**What to do:**
A – In the seminar announcement, which room is listed for the talk?
B – Return everything in the seminar announcement from "The talk will" down to "Pennsylvania State University).".
C – Supply the next part of the seminar announcement, starting after its last sentence.

** begin Text passage **

Gustavo Andrade - “Cooperatives as tools of resistance of catadores in São Paulo, Brazil”

Part of the Social Justice Graduate Fellows Lunchtime Seminars


Date & time
Friday, April 29, 2022
12 p.m. – 1:30 p.m.
Speaker(s)

  • Gustavo Henrique de Andrade
  • Followed by a commentary by Prof. Manuel Rosaldo (Assistant Professor of Labor and Employment Relations at Pennsylvania State University)

Cost

This event is free

Organization

Social Justice Centre

Where

J.W. McConnell Building
1400 De Maisonneuve Blvd. W.
R. Howard Webster Library

Room LB-362

Wheel chair accessible

Yes

As part of our Graduate Fellows Lunchtime Seminars, the Social Justice Centre welcomes a talk by Gustavo Henrique de Andrade.

UPDATE: Watch the recording on youtube or zoom.

Title: Cooperatives as tools of resistance of catadores in São Paulo, Brazil

The talk will be followed by a commentary by Professor Manuel Rosaldo (Assistant Professor of Labor and Employment Relations at Pennsylvania State University).

** end Text passage **
** begin Stored data **

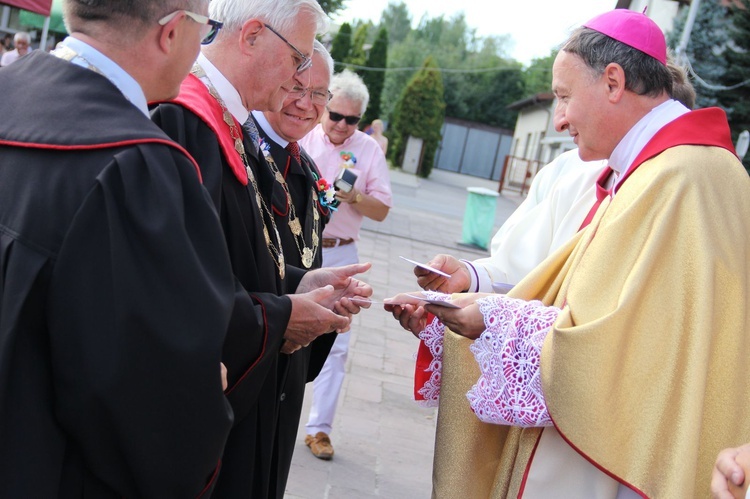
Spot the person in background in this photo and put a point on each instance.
(560, 198)
(377, 134)
(261, 54)
(301, 214)
(561, 387)
(22, 41)
(116, 290)
(337, 146)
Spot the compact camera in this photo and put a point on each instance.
(345, 181)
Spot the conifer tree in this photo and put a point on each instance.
(419, 113)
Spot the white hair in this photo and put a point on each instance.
(280, 14)
(350, 86)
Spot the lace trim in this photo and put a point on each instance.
(509, 390)
(432, 336)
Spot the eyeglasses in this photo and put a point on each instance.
(306, 61)
(350, 120)
(318, 97)
(211, 28)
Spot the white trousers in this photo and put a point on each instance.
(327, 385)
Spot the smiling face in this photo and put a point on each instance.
(300, 115)
(275, 73)
(582, 107)
(339, 131)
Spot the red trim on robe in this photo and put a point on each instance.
(601, 195)
(195, 97)
(273, 206)
(262, 352)
(210, 480)
(424, 359)
(105, 145)
(702, 127)
(528, 465)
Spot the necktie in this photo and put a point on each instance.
(293, 149)
(252, 131)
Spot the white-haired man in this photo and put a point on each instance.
(21, 42)
(116, 288)
(262, 53)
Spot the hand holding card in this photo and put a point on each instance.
(426, 267)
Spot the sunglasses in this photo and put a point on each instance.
(350, 120)
(306, 61)
(211, 28)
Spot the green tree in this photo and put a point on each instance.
(357, 56)
(397, 20)
(537, 78)
(708, 39)
(377, 59)
(479, 80)
(341, 46)
(737, 100)
(420, 113)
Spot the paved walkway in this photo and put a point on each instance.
(383, 441)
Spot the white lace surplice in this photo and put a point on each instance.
(509, 388)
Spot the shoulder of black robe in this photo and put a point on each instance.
(115, 383)
(261, 313)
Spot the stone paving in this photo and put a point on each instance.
(383, 440)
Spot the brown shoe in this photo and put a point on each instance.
(320, 445)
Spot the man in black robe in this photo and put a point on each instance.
(301, 212)
(116, 287)
(253, 65)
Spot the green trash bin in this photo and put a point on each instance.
(479, 217)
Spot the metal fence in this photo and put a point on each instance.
(473, 149)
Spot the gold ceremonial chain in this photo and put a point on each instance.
(276, 251)
(295, 226)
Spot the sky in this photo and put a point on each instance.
(535, 26)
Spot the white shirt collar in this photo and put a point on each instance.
(88, 57)
(226, 91)
(637, 137)
(266, 126)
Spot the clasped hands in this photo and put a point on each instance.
(323, 303)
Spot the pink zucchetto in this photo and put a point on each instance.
(634, 29)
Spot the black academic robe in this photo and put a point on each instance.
(303, 365)
(261, 312)
(115, 296)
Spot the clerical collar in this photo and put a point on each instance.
(88, 57)
(226, 91)
(266, 126)
(637, 137)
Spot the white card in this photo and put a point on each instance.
(440, 303)
(427, 267)
(501, 287)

** end Stored data **

**Per-task answers:**
A – Room LB-362

B –
The talk will be followed by a commentary by Professor Manuel Rosaldo (Assistant Professor of Labor and Employment Relations at Pennsylvania State University).

C –
Abstract: This research proposes investigating how waste-pickers resist violence, both chronic and structural, in their workspace and how and why being part of a bottom-up cooperative impacts waste-pickers (catadores) strategies of resistance. There is no clear answer in the literature for this puzzle, which will be this project's main contribution. For this analysis, I will use the concept of resistance – individual or collective strategies from low-income and marginalized people aimed to guarantee survival, promote contextual adjustment and/or bring positive structural transformations (Mayer 2021)– to identify the overt and covert repertoire of strategies used by waste-pickers to cope with chronic and structural violence and maintain access to their source of livelihood. Based on Millar's (2018) and Rosaldo's (2020) work, I argue that bottom-up cooperatives, created by waste-pickers, are a crucial tool to help waste-pickers develop successful strategies of resistance, as these bottom-up cooperatives increase waste-pickers negotiation power when dealing with governments and buyers of recycled materials (Millar 2018, Rosaldo 2020). I will consider a resistance strategy as "successful" when it allows waste-pickers, individually or collectively, to circumvent oppressive policies as well as state and superordinate actors' actions of structural and workplace chronic violence. I conducted 13 interviews online with 9 different waste-pickers, from 5 bottom-up cooperatives. My initial findings revealed five different resistance strategies used by waste-pickers to resist violence: organization, mobilization, reframing, negotiation, and confrontation.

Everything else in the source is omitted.